- [Text provided]:
=-=-=-=-=
Fifty billion dollar makeover for humans.

I would immediately spend the money on genetic research trying to find a way to improve our behavioural characteristics.

If we could improve the quality of the human beast, get rid of, or significantly lessen, all of the dark, primitive forces that constantly swirl inside us, then we could use our technology to quickly solve most of the world's problems.

You have to sort out the cause first rather than try to deal with the enormous, never-ending problems created by deeply flawed humankind.

Priorities in the face of so much need.

One of the most disturbing images is that of children as young as 5 working long days for a pittance in mines, factories, road construction and like industries in third world countries. There are millions of children world wide working in slave like conditions.

The underlying poverty in countries where child slave labour is rampant should be addressed as a priority.

Carry out world wide immunisation of children against preventable diseases.

Ensure HIV/Aids drugs are free to all affected in Africa and other poor countries. Set up orphanges for the proper care of all children orphaned by aids.

But that is just a start in the face of so much need.

Re: Priorities in the face of so much need

It is indeed a matter of priorities, and matter of time-scales.

Lomborg is right to put issues like global warming in the context of other problems. But I think he ignores or downplays the long-term near-irreversibility of the carbon dioxide build-up, acidification of the ocean, warming of the ocean's upper layers, and ice-sheet melting. Any actions we decide to take have to be taken now(actually should have been taken decades ago). Though the biggest impacts of GW are still in the future, by the time they really bite it will be too late to do much. Even now we've locked in some climate change that we will have to live with for better or worse no matter what we do. Lomborg doesn't really address this aspect of the problem - the adaptation we're already committed to will cost.
=-=-=-=-=
- [Provided records]:
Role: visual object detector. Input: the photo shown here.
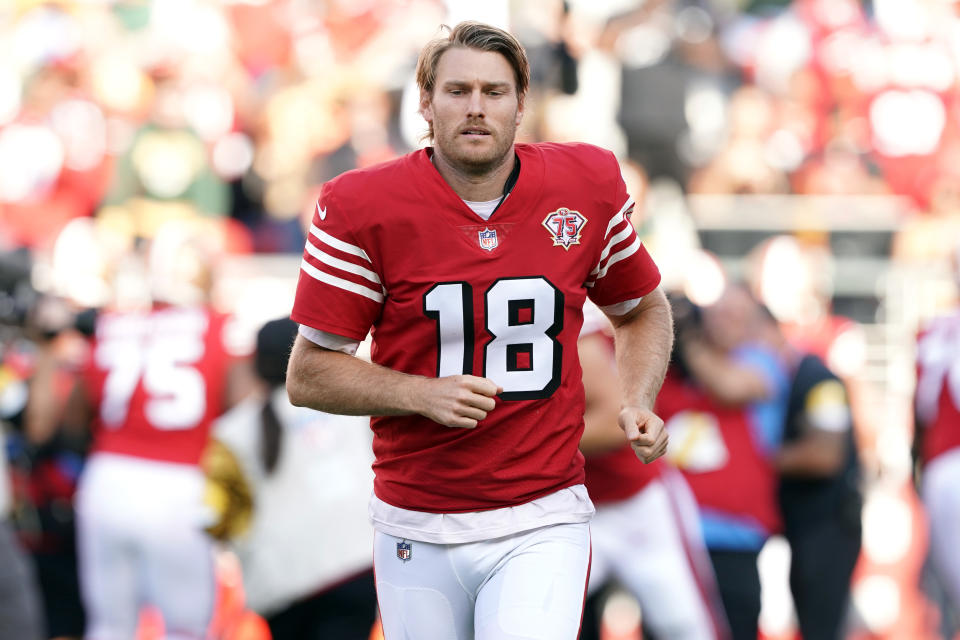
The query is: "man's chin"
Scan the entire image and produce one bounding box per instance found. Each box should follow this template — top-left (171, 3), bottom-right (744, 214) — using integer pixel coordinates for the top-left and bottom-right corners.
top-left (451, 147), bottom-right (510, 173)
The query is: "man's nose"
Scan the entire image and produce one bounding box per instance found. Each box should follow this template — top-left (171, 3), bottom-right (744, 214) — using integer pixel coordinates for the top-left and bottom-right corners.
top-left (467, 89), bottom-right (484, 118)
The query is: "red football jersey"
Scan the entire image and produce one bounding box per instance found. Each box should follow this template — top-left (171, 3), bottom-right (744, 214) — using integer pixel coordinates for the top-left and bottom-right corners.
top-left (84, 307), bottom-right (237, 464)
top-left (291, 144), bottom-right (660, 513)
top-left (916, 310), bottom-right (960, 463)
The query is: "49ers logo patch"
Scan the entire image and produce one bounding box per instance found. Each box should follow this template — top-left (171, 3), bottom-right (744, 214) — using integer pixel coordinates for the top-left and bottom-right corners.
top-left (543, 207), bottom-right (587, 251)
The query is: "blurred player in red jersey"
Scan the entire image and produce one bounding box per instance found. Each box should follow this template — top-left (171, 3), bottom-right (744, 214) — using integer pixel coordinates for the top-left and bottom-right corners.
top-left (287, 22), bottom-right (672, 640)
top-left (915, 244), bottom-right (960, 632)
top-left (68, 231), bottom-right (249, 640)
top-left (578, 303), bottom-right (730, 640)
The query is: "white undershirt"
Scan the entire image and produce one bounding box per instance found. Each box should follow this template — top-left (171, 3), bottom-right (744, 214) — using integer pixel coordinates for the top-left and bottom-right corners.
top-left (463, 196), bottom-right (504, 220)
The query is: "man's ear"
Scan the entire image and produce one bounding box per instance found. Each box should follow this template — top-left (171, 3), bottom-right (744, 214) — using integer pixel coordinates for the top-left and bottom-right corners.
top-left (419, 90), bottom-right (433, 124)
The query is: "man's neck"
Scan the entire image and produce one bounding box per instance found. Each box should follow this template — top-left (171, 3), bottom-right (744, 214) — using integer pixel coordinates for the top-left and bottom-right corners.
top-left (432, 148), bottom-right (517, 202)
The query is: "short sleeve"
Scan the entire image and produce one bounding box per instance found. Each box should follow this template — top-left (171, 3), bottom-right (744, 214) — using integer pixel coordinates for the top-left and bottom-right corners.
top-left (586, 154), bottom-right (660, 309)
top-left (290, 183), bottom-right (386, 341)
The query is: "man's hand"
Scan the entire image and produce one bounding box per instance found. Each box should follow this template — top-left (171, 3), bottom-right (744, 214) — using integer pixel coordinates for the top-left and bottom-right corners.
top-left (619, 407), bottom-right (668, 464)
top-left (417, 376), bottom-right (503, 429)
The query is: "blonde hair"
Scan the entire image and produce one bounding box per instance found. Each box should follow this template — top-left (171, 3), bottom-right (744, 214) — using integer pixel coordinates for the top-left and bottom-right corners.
=-=-=-=-=
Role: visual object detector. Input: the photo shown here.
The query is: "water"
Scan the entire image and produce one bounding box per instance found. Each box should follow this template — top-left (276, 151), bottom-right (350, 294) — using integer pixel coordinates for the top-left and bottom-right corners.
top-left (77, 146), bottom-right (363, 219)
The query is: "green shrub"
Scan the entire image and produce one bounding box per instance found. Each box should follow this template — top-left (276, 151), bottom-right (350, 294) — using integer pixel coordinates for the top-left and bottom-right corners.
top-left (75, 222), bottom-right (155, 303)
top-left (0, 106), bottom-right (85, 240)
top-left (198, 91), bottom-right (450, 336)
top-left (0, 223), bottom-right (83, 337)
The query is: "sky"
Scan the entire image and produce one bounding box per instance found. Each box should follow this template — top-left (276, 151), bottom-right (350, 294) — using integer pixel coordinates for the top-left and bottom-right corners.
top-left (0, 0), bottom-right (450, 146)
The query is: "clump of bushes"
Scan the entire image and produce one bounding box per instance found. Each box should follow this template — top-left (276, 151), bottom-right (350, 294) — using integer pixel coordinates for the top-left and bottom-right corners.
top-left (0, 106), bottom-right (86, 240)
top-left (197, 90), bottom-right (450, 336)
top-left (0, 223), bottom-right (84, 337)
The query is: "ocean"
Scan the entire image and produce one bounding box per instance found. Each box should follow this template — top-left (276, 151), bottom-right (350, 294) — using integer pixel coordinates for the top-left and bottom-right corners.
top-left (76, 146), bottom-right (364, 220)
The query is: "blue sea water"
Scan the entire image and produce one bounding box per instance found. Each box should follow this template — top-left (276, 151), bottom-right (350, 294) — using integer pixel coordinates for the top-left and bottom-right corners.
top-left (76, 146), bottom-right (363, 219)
=-=-=-=-=
- [Your tasks]:
**a)** In the text on global spending priorities, rewrite the paragraph beginning "Lomborg is right to put issues" in a shorter form. Keep its main facts.
**b)** According to the text on global spending priorities, how young are some of the children working long days in mines, factories and road construction?
**c)** Continue the text on global spending priorities, starting after its last sentence.

- [Results in order]:
**a)** Lomborg is right to set global warming beside other problems. However, he ignores or downplays how nearly irreversible its long-term effects are: carbon dioxide build-up, ocean acidification, warming of the ocean's upper layers, and ice-sheet melting. Action has to be taken now, and should have been taken decades ago, because by the time the biggest impacts arrive it will be too late to do much. Some climate change is already locked in, and Lomborg does not address the cost of the adaptation we are already committed to.

**b)** As young as 5.

**c)**
How to prioritise the response (if any) to anthropogenic global warming with other problems is a fair enough debate. Child health, child labor, abuse of children as soldiers - all these are immediate problems that deserve attention now. Clean drinking water, AIDS, governance - all issues worthy of our attention now.

$50Bn is peanuts ...

The problem with Lomborg's analysis is that he steered the whole Consensus by restricting them to a ludicruously low figure. The people of the USA chose last month alone to borrow $63.5Bn from the rest of the world so they could use that money to buy Chinese consumer goods. Lomborg's "everybody must admit that we cannot do everything at once" is just plain wrong, at least when it comes to his target list: the world could easily afford to do everything on essentially all the listed possibilities in the book without any impact on economic growth and all those good rational things - but we, or more accurately our elected representatives, collectively choose not to do so.

Save the Children

If I had $50 Billion this would be a good start.

1. $25 Billion to treat preventable disease.

“Each year, more than 10 million children under age 5 die from preventable or treatable diseases such as measles, tetanus, diarrhoea, pneumonia and malaria. Four of every 10 of these lost children are newborns. Malnutrition contributes to more than half of these deaths.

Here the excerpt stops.